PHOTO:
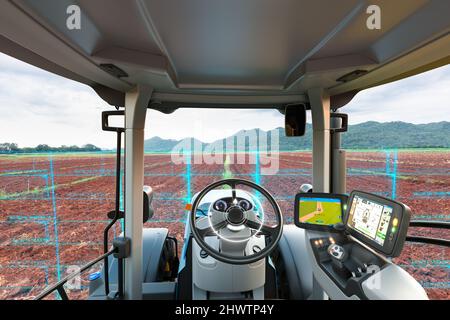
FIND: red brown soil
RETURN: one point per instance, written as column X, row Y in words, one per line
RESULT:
column 84, row 193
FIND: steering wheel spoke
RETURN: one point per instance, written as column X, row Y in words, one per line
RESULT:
column 212, row 230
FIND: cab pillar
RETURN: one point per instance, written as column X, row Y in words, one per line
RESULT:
column 320, row 111
column 136, row 103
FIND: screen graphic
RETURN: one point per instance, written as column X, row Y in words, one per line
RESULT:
column 370, row 218
column 320, row 211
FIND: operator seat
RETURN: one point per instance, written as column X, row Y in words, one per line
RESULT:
column 184, row 284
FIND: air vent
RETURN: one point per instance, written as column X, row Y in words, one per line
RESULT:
column 113, row 70
column 352, row 75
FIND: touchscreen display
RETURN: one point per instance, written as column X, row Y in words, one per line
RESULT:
column 319, row 211
column 370, row 218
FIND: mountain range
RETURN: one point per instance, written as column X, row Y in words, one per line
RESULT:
column 367, row 135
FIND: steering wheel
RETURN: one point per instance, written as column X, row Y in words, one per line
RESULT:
column 236, row 217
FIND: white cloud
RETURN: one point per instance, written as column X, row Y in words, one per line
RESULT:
column 420, row 99
column 39, row 107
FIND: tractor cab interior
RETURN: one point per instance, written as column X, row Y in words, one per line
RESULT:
column 292, row 56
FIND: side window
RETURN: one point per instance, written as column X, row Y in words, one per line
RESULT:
column 404, row 154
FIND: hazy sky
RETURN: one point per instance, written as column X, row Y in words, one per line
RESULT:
column 39, row 107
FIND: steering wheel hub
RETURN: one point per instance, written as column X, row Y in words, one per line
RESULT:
column 235, row 215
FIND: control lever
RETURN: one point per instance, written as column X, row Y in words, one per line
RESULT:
column 339, row 227
column 338, row 257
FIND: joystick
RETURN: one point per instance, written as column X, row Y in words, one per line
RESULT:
column 338, row 256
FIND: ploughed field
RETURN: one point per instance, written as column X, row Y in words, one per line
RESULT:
column 53, row 207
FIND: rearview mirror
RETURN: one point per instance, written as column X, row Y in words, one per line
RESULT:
column 295, row 120
column 148, row 207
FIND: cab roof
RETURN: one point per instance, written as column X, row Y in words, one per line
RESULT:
column 228, row 53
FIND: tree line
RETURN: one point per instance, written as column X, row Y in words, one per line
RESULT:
column 44, row 148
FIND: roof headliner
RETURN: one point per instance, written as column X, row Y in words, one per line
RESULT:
column 231, row 52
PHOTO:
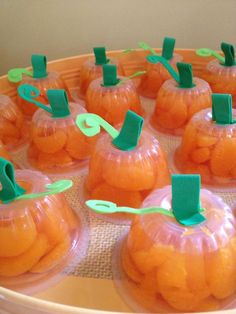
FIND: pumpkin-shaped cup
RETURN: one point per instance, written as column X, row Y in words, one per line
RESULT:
column 179, row 98
column 124, row 170
column 156, row 74
column 111, row 97
column 179, row 254
column 43, row 80
column 208, row 146
column 39, row 232
column 14, row 129
column 220, row 73
column 56, row 145
column 91, row 69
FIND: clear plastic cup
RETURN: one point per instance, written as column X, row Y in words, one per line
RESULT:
column 112, row 102
column 156, row 75
column 90, row 72
column 53, row 80
column 126, row 177
column 175, row 106
column 57, row 145
column 13, row 127
column 221, row 78
column 38, row 237
column 209, row 149
column 166, row 267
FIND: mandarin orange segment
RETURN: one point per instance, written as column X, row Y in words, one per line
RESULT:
column 118, row 196
column 52, row 143
column 53, row 257
column 137, row 176
column 146, row 261
column 16, row 235
column 50, row 223
column 223, row 158
column 15, row 266
column 221, row 273
column 200, row 155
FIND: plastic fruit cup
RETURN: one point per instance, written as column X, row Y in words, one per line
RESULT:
column 209, row 149
column 56, row 144
column 38, row 237
column 43, row 81
column 126, row 177
column 167, row 267
column 176, row 104
column 110, row 100
column 13, row 128
column 156, row 75
column 92, row 69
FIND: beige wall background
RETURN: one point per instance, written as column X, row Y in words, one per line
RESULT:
column 62, row 28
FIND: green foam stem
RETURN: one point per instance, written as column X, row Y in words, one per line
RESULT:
column 29, row 93
column 186, row 204
column 222, row 109
column 58, row 102
column 206, row 52
column 146, row 47
column 130, row 133
column 90, row 125
column 166, row 64
column 110, row 75
column 100, row 55
column 228, row 51
column 39, row 64
column 130, row 77
column 15, row 75
column 168, row 48
column 185, row 75
column 10, row 189
column 53, row 188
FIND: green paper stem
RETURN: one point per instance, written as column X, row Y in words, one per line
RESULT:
column 58, row 101
column 186, row 199
column 105, row 207
column 168, row 48
column 39, row 64
column 139, row 73
column 130, row 133
column 146, row 47
column 110, row 75
column 228, row 51
column 90, row 125
column 222, row 109
column 206, row 52
column 15, row 75
column 185, row 75
column 100, row 55
column 184, row 78
column 10, row 189
column 53, row 188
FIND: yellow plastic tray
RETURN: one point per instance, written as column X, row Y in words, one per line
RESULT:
column 76, row 294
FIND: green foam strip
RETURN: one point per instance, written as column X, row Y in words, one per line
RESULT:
column 186, row 204
column 228, row 51
column 39, row 64
column 185, row 75
column 130, row 133
column 222, row 109
column 100, row 55
column 10, row 189
column 110, row 75
column 168, row 48
column 59, row 103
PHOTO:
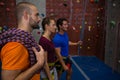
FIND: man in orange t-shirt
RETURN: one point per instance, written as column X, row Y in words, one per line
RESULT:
column 21, row 59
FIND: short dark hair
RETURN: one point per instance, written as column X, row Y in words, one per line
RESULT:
column 45, row 21
column 60, row 22
column 21, row 7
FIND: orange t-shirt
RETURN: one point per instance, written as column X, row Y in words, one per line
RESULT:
column 15, row 56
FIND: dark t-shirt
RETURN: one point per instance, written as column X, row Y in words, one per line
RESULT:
column 49, row 47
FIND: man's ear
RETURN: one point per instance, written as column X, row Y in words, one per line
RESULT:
column 25, row 15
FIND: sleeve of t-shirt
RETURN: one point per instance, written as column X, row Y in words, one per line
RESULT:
column 14, row 56
column 43, row 44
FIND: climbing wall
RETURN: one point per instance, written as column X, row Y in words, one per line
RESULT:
column 7, row 15
column 86, row 22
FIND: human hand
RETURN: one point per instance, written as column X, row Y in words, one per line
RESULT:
column 40, row 56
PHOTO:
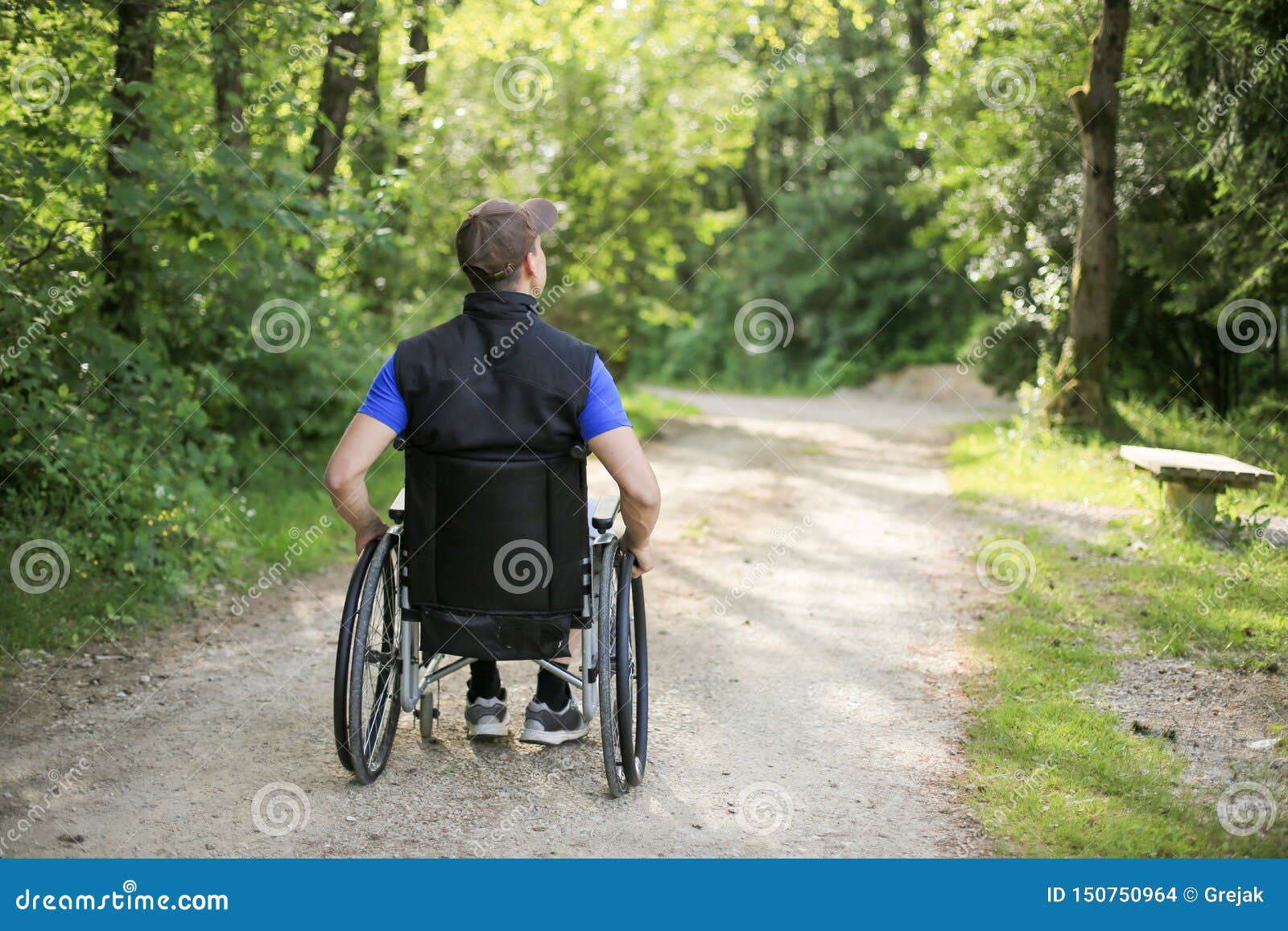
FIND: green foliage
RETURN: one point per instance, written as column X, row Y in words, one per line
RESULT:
column 1199, row 146
column 1054, row 772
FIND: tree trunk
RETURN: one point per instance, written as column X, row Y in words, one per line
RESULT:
column 370, row 143
column 227, row 79
column 1084, row 370
column 415, row 76
column 918, row 39
column 339, row 79
column 135, row 58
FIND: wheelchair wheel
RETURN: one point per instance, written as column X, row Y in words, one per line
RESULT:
column 375, row 673
column 622, row 673
column 425, row 714
column 345, row 645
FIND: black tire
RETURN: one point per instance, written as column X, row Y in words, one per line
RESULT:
column 425, row 715
column 639, row 674
column 375, row 674
column 345, row 645
column 618, row 666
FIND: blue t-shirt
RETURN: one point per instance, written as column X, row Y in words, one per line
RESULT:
column 603, row 411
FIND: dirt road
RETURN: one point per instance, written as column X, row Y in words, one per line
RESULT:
column 813, row 581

####

» What you should do
Look through the entries above and list every line containing "steering".

» Exercise answer
FIND: steering wheel spoke
FIND: steering wheel
FIND: steering wheel hub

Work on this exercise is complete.